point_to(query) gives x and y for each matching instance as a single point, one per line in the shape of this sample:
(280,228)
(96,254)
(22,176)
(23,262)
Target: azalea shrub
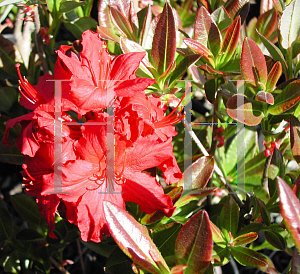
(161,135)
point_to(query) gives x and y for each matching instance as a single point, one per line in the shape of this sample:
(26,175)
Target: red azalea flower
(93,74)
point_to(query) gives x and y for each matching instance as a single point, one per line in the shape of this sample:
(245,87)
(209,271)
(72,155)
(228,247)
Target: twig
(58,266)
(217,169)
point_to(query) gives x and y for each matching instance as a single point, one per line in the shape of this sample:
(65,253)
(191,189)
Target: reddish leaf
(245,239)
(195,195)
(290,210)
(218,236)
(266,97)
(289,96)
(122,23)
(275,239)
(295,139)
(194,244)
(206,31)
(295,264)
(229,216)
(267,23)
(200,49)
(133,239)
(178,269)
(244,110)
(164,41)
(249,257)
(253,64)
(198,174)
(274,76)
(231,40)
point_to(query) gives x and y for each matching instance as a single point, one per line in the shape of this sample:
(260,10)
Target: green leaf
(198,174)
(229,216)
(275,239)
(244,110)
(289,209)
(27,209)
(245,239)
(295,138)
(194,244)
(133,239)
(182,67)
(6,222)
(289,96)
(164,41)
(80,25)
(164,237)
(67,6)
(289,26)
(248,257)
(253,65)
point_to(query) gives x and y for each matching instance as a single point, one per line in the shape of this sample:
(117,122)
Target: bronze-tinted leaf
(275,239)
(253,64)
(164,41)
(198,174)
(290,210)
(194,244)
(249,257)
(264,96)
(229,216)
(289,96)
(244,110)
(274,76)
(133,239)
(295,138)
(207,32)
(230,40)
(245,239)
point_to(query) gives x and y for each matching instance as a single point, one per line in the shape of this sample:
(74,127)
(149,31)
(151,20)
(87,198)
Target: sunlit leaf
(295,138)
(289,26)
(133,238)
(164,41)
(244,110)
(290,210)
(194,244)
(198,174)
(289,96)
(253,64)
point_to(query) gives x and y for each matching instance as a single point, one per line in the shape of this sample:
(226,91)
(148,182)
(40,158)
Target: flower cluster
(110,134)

.....

### REQUIRED TASK
Each entry above is to be written out again unchanged, apart from the pictures, which are left out.

### REPLY TO THE TASK
point_to(query) gives x and y for each matching instance as a single point, one per line in the shape of this sample:
(280,228)
(96,254)
(22,176)
(23,262)
Target: azalea shrub
(161,135)
point_to(query) gives x and y for each matching instance as a single point, one per line in the shape of this sample:
(26,175)
Target: red azalea flower
(93,74)
point_to(query) gives x and y for each matching instance as a single point, one per line in the shape of this sample:
(245,87)
(209,271)
(72,155)
(228,247)
Target: twig
(58,266)
(217,169)
point_to(query) gives x and y for each matching instance as a single point, one per line in the shape of this sample:
(65,253)
(191,189)
Target: reddish leaf
(245,239)
(195,195)
(290,210)
(218,236)
(266,97)
(289,96)
(122,23)
(275,239)
(295,139)
(194,244)
(206,31)
(295,264)
(229,216)
(267,23)
(200,49)
(133,239)
(178,269)
(244,110)
(164,41)
(249,257)
(253,64)
(198,174)
(274,76)
(231,40)
point_to(query) gives x and y for each matching instance as a single point, one per line in the shape of this sample:
(260,10)
Target: green leaf
(198,174)
(229,216)
(275,239)
(244,110)
(289,209)
(27,209)
(245,239)
(295,138)
(194,244)
(133,239)
(182,67)
(6,222)
(289,96)
(164,41)
(80,25)
(164,237)
(67,6)
(289,26)
(248,257)
(253,65)
point_to(query) gives x and y for each matching instance as a single point, one per line in the shape of this sample:
(117,122)
Target: bronze-tinted leaf
(275,239)
(253,64)
(164,41)
(198,174)
(290,210)
(194,244)
(249,257)
(264,96)
(229,216)
(289,96)
(244,110)
(274,76)
(133,239)
(295,138)
(207,32)
(230,40)
(245,239)
point_to(query) gives x and y for each matching instance as a single point, one per line in the shape of this sample:
(74,127)
(149,31)
(151,20)
(87,198)
Target: sunlit leaf
(295,138)
(289,26)
(133,238)
(164,41)
(244,110)
(290,210)
(194,244)
(198,174)
(289,96)
(253,64)
point_to(query) gives x and y for each matching instance as a single point, one per line in the shape of this sample:
(226,91)
(148,182)
(40,158)
Target: flower cluster
(110,134)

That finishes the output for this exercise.